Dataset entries
----------------------------------------

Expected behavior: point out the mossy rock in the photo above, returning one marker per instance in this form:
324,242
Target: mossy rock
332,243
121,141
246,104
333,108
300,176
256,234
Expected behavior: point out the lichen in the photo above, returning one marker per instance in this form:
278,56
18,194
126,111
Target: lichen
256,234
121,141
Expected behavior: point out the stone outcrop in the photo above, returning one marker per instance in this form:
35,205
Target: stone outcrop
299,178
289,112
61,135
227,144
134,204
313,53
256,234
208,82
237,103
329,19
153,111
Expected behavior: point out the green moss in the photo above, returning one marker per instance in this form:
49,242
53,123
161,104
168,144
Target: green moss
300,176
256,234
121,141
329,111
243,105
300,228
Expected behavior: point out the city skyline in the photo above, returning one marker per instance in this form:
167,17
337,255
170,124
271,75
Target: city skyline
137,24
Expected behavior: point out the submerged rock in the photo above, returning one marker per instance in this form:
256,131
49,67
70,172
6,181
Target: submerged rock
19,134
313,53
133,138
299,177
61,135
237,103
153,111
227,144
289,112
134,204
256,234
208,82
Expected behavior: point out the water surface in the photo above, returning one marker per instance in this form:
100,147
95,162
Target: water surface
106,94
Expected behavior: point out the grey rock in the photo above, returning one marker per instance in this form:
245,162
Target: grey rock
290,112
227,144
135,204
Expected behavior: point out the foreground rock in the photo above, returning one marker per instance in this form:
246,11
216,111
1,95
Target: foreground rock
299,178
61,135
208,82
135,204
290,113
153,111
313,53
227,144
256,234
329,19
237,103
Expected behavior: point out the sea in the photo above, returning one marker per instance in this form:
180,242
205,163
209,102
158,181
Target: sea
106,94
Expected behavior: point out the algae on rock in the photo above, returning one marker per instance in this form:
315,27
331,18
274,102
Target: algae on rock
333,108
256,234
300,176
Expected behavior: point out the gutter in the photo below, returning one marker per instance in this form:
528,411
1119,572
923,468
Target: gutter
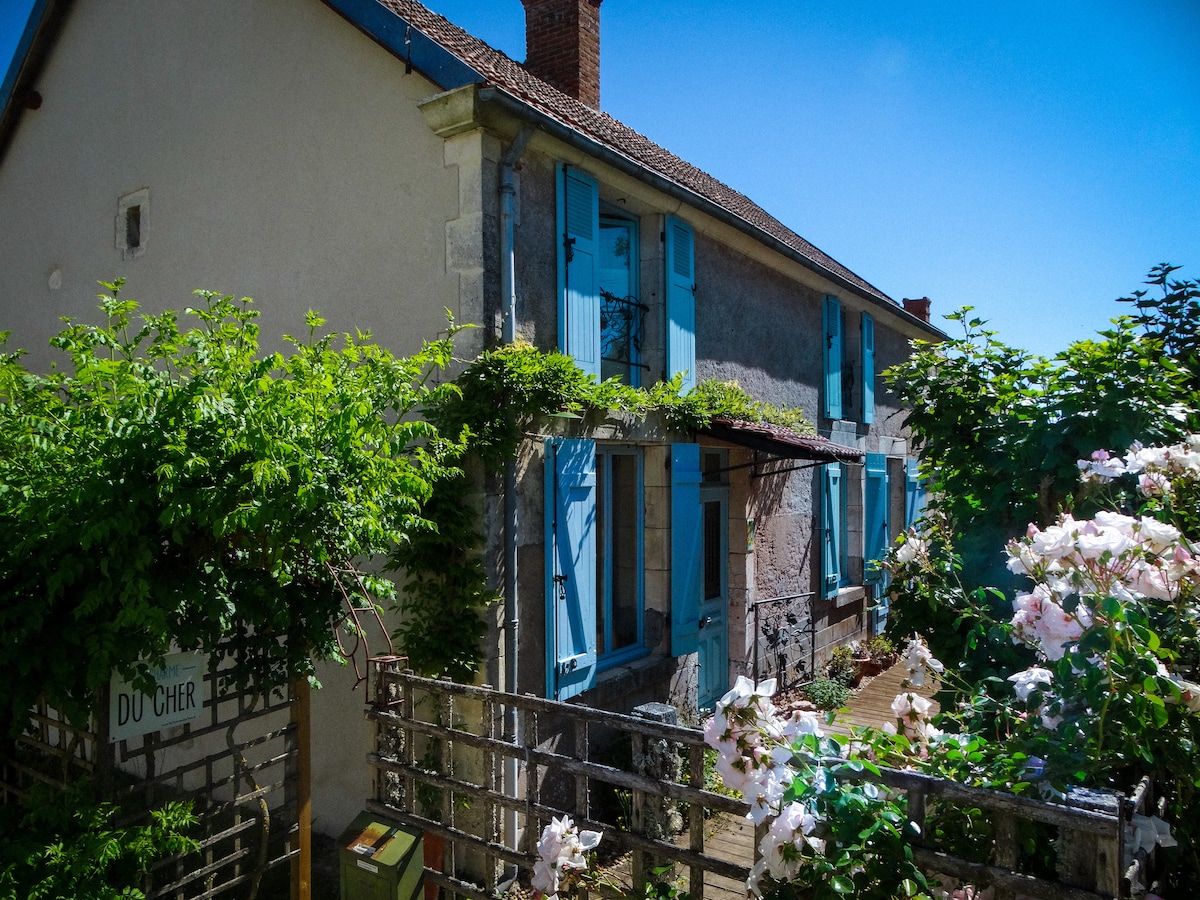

----------------------------------------

== Work required ==
Please reproduce every record exactly as written, excluding the pictures.

== Answer section ==
Expected behavior: point out the mossy rock in the photo above, returning one marker per instance in this form:
324,242
Target: mossy rock
332,243
121,141
246,104
333,108
300,176
256,234
Expected behavior: point out the lichen in the photo above, returning one marker per instance in this form:
278,56
18,194
126,111
Target: lichen
256,234
121,141
Expected behavior: point out the stone outcrop in the photo above, returning one marker per instance in this form:
35,205
Target: stone outcrop
299,178
289,112
61,135
227,144
134,204
313,53
256,234
208,82
237,103
329,19
153,111
Expected behavior: point out the green moss in the photo above, returning one marker per instance in this form:
49,242
53,123
161,104
168,144
Target: green moss
300,176
256,234
121,141
329,111
243,105
300,228
Expected behavior: point out the city skyline in the photo above, returning one marker per instance in this form:
167,17
337,255
170,124
271,75
Target: city skyline
137,24
Expected behavior: point out the submerged rock in the photo above, returning one marker per instance in this form:
256,131
49,67
70,172
6,181
Target: submerged rock
19,134
313,53
133,138
299,177
61,135
237,103
153,111
227,144
289,112
134,204
256,234
208,82
Expected behavior: point out the water surface in the photo above, returning one marker per instance in this form:
100,147
95,162
Target: water surface
106,94
Expected behavior: point out the grey rock in the photo above, returning one marker per instance in this form:
245,162
Target: grey rock
290,112
227,144
135,204
Expected behavior: point out the foreground rock in the photo above, returning one marker per instance in this form:
246,11
216,111
1,95
Target: foreground rock
299,178
61,135
208,82
135,204
290,113
153,111
313,53
227,144
256,234
329,19
237,103
Expected behavior: point out the sea in the photo above, returning one marker per instance in this form:
180,242
205,163
209,102
158,181
Target: sea
106,94
Expected behavior: point out the algae on rock in the photo above, returning one marker per instance in this form:
315,27
331,18
274,102
Target: algae on rock
333,108
256,234
300,176
Expected behavior: point out the gutter in the photo below, returning one marker per instance in this form:
528,411
1119,572
923,468
Target: gutter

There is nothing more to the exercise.